| Fragmento de la página |
=====

LA CEREMONIA DE CORONACIÓN DE LOS REYES DE ARAGÓN

Hoy queremos hablaros de una costumbre del antiguo reino que hace siglos que se perdió, pero que en su momento era todo un acontecimiento de las calles zaragozanas. Y esta no es otra que la ceremonia de coronación de los reyes de Aragón.

El acto de coronación, como tal, solemniza el acceso al trono de un nuevo monarca, y es algo que continúa hasta nuestros días, como por ejemplo en la fastuosa ceremonia que sigue haciendo la corona británica. Son actos que están muy ligados al estamento religioso y en un comienzo remarcaban en cierta medida la suprema autoridad de la Iglesia y del papa sobre el poder temporal y terrenal de los reyes cristianos. Se quería remarcar que sólo el papa de Roma, y en su caso sus ministros (cardenales, arzobispos,…), podían otorgar una corona y proclamar rey a alguien. Hay diferentes teorías sobre el origen de este tipo de ceremonias, aunque muchas apuntan a los reyes visigodos y que de ahí pasarían a los reyes de los reinos cristianos peninsulares y a las diferentes cortes europeas.

En el caso que nos ocupa, el primer rey de Aragón ungido y coronado fue Pedro II el Católico (1196-1213). Se desconoce qué  protocolo seguía la monarquía aragonesa con anterioridad, aunque seguramente sería una sencilla ceremonia de proclamación y no de coronación.

=====

| Datos |
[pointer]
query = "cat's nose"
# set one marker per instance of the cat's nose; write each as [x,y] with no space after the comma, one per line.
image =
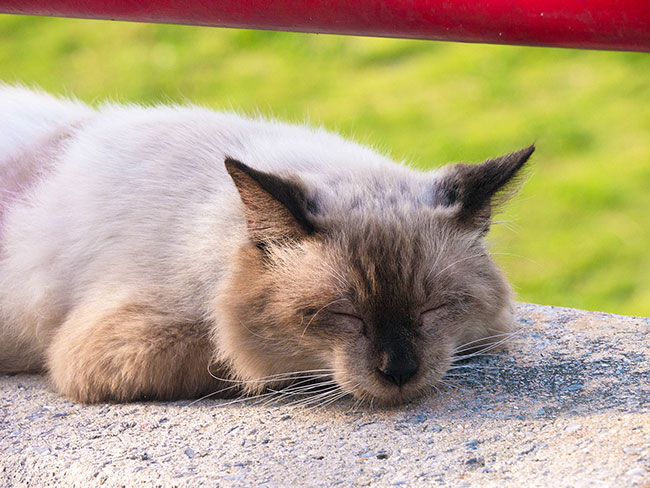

=====

| Ejercicio A |
Resume en dos oraciones el fragmento sobre la coronación de los reyes de Aragón.
| Ejercicio B |
Según el fragmento sobre la coronación de los reyes de Aragón, ¿a quiénes señalan muchas teorías como origen de este tipo de ceremonias?
| Ejercicio C |
Transcribe del fragmento sobre la coronación de los reyes de Aragón el pasaje que empieza con "Hoy queremos hablaros" y sigue hasta "reyes de Aragón.".

| Respuesta correcta A |
La ceremonia de coronación, una costumbre del antiguo reino de Aragón que se perdió hace siglos, solemnizaba el acceso al trono de un nuevo monarca y estaba muy ligada a la Iglesia, cuya autoridad sobre los reyes remarcaba en un comienzo. El primer rey de Aragón ungido y coronado fue Pedro II el Católico (1196-1213), y antes seguramente solo se hacía una sencilla ceremonia de proclamación.

| Respuesta correcta B |
A los reyes visigodos.

| Respuesta correcta C |
Hoy queremos hablaros de una costumbre del antiguo reino que hace siglos que se perdió, pero que en su momento era todo un acontecimiento de las calles zaragozanas. Y esta no es otra que la ceremonia de coronación de los reyes de Aragón.